__Written instruction__: Find all lines in the records below that contain the word "every" with matching case, and copy each of those lines.

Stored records
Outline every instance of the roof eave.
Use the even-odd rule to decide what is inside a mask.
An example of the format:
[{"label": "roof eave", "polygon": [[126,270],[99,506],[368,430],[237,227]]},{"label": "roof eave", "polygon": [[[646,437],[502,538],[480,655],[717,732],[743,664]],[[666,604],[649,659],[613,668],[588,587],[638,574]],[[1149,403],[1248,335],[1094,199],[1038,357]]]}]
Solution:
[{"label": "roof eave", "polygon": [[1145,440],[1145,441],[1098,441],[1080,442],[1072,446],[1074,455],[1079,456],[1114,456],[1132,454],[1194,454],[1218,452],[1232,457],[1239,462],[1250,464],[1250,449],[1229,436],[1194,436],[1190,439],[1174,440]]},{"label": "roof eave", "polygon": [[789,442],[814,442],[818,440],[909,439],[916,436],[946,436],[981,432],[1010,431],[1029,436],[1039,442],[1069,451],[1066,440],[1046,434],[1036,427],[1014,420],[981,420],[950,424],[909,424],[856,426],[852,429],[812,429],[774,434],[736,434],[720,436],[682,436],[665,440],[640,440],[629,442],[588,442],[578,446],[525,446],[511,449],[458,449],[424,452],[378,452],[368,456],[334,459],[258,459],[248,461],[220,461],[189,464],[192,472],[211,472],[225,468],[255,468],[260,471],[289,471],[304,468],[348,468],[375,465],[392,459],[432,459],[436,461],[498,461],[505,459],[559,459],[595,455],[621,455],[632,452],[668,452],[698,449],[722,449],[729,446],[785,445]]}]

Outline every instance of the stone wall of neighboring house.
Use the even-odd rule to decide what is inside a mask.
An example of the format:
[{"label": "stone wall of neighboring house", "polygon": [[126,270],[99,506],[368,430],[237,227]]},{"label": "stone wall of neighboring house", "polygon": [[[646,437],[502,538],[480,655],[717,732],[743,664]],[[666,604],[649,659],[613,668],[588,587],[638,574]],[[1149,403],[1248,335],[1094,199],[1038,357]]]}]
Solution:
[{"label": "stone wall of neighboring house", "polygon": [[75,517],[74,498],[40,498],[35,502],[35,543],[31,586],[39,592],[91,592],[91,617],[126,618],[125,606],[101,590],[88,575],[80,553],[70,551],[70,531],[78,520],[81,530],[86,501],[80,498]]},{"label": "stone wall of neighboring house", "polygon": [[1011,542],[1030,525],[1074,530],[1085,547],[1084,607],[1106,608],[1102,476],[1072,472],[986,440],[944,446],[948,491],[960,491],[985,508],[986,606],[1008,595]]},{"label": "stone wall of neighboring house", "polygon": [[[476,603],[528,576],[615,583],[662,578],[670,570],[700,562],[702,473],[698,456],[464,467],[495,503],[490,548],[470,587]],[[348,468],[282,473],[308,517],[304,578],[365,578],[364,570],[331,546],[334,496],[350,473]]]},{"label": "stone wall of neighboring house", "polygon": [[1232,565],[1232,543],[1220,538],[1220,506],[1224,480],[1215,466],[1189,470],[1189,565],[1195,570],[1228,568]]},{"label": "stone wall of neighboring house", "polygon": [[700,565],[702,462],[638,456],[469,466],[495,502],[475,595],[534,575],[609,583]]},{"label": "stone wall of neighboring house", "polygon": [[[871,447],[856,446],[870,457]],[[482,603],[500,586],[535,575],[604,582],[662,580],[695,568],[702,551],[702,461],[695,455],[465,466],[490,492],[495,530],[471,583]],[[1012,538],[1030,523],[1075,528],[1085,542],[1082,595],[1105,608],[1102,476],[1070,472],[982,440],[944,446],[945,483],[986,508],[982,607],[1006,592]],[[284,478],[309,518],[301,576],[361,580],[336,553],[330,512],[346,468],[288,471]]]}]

__Exercise solution__:
Outline every instance of the roof eave.
Outline every instance of the stone wall of neighboring house.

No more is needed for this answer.